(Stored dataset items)
______________________________
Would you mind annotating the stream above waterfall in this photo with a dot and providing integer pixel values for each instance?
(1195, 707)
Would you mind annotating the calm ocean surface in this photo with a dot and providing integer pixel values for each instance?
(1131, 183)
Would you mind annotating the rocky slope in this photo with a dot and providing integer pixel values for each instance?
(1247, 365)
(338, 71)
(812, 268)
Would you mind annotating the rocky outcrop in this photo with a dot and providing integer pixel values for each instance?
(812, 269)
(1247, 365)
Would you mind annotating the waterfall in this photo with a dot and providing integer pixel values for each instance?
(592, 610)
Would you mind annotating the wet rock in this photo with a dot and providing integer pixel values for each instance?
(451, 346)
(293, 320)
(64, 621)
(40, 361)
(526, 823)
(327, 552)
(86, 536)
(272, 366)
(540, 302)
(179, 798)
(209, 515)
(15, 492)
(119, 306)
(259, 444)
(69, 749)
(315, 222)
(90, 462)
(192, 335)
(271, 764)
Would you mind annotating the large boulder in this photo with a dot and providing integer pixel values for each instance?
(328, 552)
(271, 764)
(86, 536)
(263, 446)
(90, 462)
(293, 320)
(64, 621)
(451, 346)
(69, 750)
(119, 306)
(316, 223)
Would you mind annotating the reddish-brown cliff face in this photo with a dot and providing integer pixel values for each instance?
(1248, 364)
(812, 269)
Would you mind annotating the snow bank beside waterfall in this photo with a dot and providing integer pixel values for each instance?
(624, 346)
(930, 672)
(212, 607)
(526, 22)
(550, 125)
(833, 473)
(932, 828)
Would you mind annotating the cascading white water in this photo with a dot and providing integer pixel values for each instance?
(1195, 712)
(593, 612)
______________________________
### Goal of the exercise
With no line skipped, repeat the records exactly.

### Reply to the task
Would you mind annotating the stream above waterfall in this photo with a dot and providing integer pixel values for each instance?
(1195, 707)
Would you mind annotating the calm ocean surface in this photo with a dot and providing integer pixel values for each instance?
(1131, 183)
Would you mind annotating the rocky slope in this photo with a dot and providing integer pixel values for each instance?
(1247, 365)
(338, 71)
(812, 268)
Would you mind annotating the rocky outcrop in this photo with a dot and providing integer pixel values for each instance?
(812, 269)
(1247, 365)
Would you mind annotating the waterfall in this photo with a dot and providing integer pixel values for each instance?
(592, 610)
Would you mind annotating the wet rock in this photo with a dot and providing integer pixel values for each instance?
(451, 346)
(293, 320)
(64, 621)
(40, 361)
(526, 823)
(327, 552)
(86, 536)
(272, 366)
(540, 302)
(179, 798)
(209, 515)
(15, 492)
(119, 306)
(259, 444)
(69, 749)
(315, 222)
(90, 462)
(192, 335)
(271, 764)
Would you mind annotating the large boulder in this photo with a dot and providing integer pixel values for each instance?
(328, 552)
(271, 764)
(86, 536)
(263, 446)
(90, 462)
(293, 320)
(64, 621)
(451, 346)
(69, 750)
(119, 306)
(316, 223)
Would you mind annotating the reddish-brown cliff face in this photo with a dot and providing integer pixel values for each instance?
(1248, 364)
(812, 269)
Would you mind annotating the snow bank beside waterfall in this photo with a dot and providing integer pixel values for each instance?
(624, 346)
(930, 672)
(212, 607)
(526, 22)
(550, 125)
(833, 473)
(932, 828)
Would you mind annotating the cascading white water in this photo with a dot and providing integer pixel values for each instance?
(1195, 712)
(593, 612)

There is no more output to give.